ACTIVITY —
Using the super contributions text, answer these:
1. What share of salary must an employer pay into super?
2. Which Federal Budget proposed the opt-out change?
3. After opting out, can the choice be revoked or amended?

TEXT SHOWN —
•••
When someone is employed, their employer is required to contribute 9.5% of their salary into super, to a maximum of $25,000 per annum. The problem arises however when someone has two or more employment relationships and therefore has more than the $25,000 cap going into the super fund, therefore causing an excess contribution.
When an excess occurs, there is a decent amount of paperwork that needs to be completed and a small taxation penalty will be payable. Therefore, it is preferable not to exceed the cap where possible, however if you have two or more employers you may not have much choice.
Fortunately, in the recent 2018 Federal Budget, the Government has proposed to change the rules to allow individuals to opt out on receiving Super Guarantee from one or more employees if this will put them above the cap.
Firstly, the person would need to apply to the ATO and once approved, request the employer opt out of making Super Guarantee contributions for up to a year, or specific quarters. Once opted out, this cannot be revoked or amended. In turn the person should clarify that the employer will pay them a higher salary as a result.
•••
EXERCISE DATA —
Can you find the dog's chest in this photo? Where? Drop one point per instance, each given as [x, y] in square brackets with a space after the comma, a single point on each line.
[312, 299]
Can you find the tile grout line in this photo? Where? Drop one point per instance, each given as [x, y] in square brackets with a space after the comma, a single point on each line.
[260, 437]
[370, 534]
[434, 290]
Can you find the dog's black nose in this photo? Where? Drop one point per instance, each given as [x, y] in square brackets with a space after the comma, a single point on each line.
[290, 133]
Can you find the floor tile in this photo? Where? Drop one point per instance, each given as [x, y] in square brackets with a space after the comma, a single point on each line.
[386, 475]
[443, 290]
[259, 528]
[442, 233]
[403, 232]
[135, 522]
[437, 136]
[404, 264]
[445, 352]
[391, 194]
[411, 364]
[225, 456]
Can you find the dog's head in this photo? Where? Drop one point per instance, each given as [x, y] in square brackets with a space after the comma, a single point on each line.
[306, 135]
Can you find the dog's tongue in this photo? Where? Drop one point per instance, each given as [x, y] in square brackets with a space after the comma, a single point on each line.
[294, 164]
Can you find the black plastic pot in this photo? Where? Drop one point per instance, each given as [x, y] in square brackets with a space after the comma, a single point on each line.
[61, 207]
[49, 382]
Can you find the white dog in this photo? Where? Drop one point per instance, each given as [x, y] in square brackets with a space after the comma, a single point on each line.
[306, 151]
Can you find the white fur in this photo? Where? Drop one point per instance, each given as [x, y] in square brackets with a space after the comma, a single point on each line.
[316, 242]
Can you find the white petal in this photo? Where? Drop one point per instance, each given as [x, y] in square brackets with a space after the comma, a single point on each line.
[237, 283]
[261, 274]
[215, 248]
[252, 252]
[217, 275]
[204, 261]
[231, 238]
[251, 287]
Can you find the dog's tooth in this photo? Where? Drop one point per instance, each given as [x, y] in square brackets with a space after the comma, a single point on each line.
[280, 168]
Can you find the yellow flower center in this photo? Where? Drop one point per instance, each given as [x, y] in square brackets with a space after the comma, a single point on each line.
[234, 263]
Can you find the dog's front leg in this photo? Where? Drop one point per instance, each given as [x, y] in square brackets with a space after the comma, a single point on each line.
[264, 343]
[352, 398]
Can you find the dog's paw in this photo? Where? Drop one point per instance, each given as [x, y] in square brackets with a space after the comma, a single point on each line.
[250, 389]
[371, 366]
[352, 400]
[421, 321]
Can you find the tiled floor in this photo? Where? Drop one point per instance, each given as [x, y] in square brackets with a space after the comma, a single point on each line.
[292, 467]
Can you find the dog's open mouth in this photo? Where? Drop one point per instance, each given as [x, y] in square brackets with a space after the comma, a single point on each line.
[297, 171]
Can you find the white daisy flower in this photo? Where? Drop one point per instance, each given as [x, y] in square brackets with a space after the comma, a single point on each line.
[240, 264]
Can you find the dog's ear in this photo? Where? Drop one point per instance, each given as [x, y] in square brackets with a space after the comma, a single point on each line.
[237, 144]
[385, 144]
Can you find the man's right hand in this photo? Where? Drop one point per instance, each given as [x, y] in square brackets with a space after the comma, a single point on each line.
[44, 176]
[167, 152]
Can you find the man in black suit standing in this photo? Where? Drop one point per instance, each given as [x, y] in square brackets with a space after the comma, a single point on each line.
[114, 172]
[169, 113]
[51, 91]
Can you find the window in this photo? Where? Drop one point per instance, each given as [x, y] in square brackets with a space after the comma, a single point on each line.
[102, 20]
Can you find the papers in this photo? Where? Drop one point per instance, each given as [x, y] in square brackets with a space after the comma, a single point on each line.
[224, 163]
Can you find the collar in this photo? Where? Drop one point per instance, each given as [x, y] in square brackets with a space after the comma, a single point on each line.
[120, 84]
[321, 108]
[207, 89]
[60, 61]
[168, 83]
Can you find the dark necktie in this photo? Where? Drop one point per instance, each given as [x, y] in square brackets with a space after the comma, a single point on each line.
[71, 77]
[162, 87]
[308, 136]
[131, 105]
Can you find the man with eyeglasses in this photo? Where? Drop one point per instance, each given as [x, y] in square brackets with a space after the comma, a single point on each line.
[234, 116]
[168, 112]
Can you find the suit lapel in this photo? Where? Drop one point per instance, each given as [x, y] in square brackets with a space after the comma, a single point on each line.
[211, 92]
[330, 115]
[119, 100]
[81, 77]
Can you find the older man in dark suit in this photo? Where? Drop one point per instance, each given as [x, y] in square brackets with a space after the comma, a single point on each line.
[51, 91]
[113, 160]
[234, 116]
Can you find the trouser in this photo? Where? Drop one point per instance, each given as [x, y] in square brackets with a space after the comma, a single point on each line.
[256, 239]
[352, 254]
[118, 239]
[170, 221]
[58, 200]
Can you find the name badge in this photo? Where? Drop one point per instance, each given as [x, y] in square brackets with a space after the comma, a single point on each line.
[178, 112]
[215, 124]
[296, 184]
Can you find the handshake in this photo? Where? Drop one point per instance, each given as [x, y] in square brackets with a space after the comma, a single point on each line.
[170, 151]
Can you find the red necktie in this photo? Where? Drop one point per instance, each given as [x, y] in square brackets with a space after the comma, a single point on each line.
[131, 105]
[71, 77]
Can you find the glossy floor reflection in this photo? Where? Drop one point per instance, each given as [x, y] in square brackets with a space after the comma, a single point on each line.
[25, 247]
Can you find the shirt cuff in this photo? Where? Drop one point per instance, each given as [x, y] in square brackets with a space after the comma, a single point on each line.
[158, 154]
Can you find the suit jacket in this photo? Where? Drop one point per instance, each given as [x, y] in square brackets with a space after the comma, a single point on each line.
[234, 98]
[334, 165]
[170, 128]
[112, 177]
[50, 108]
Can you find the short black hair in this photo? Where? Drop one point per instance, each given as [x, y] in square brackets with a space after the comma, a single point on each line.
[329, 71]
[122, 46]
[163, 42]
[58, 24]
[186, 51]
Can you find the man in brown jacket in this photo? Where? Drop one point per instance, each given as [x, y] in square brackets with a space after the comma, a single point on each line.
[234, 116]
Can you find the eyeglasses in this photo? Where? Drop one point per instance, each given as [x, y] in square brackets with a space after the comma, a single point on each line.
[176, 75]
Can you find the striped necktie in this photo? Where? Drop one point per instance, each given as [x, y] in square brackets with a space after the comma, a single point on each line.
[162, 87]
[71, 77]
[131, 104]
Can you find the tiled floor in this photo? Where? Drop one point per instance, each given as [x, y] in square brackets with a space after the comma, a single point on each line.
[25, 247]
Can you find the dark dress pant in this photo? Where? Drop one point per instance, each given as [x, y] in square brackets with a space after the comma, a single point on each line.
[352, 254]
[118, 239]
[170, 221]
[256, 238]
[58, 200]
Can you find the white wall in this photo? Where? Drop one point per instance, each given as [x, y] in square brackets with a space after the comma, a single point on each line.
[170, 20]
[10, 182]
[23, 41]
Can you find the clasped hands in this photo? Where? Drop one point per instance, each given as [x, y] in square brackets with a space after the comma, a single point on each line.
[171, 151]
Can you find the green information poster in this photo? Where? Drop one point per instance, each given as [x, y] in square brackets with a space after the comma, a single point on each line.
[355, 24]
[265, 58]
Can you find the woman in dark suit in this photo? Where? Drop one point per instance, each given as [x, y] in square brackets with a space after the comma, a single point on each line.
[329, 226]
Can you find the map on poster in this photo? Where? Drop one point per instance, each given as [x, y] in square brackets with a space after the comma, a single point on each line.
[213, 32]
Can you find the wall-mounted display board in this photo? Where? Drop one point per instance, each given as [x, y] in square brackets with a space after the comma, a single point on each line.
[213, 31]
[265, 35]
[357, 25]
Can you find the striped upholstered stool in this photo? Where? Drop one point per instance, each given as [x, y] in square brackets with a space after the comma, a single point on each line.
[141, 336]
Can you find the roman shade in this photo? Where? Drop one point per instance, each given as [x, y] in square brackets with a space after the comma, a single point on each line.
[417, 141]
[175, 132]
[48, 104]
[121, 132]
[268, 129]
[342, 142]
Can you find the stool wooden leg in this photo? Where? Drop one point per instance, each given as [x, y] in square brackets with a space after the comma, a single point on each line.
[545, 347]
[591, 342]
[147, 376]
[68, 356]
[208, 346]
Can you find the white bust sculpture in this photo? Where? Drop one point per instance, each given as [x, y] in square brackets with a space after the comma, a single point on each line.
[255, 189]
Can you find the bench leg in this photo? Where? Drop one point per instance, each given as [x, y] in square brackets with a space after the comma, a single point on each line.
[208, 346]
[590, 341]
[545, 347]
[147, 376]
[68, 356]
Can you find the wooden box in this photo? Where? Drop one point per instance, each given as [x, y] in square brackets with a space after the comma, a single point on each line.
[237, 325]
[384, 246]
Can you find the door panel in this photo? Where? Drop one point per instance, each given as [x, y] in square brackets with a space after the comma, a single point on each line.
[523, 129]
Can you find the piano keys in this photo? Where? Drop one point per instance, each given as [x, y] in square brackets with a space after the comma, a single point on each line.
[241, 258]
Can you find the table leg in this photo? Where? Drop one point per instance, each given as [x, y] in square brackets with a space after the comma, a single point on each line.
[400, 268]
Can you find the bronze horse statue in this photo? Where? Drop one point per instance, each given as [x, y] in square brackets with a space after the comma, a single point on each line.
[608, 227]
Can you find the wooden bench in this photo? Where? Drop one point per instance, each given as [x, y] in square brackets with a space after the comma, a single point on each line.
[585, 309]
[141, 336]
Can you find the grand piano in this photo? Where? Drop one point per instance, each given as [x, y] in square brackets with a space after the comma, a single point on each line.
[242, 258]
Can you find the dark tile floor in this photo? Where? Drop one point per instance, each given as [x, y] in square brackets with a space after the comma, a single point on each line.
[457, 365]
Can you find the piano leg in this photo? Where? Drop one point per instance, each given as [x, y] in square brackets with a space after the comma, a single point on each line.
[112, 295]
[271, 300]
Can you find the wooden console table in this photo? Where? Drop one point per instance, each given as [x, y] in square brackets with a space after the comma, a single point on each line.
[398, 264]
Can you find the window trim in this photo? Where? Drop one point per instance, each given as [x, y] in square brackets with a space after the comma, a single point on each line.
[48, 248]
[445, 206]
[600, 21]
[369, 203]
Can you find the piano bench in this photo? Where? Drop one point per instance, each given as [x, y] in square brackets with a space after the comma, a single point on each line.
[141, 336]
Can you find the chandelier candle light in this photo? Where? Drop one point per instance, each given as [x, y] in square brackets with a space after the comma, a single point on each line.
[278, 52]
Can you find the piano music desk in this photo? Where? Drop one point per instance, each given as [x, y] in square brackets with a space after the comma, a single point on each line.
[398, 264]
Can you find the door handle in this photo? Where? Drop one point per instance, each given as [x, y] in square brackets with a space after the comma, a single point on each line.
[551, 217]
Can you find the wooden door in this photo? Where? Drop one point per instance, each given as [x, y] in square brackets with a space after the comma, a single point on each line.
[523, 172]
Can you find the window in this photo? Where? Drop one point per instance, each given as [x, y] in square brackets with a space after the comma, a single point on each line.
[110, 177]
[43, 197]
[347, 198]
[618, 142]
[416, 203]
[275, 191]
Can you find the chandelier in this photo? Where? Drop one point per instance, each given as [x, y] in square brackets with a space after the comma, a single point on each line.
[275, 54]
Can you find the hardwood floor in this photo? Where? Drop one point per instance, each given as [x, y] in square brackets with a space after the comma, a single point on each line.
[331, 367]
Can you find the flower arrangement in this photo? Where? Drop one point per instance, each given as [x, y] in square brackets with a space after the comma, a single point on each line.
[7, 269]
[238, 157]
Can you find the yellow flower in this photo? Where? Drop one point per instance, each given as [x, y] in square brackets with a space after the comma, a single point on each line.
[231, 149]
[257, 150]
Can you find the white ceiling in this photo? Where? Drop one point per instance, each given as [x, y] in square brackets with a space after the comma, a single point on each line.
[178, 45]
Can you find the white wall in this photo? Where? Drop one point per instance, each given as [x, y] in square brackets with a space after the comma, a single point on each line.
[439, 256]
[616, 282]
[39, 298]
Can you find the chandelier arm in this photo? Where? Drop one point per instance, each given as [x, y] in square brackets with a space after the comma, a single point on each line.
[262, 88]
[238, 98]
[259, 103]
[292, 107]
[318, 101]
•••
RESPONSE AREA —
1. 9.5%
2. The 2018 Federal Budget
3. No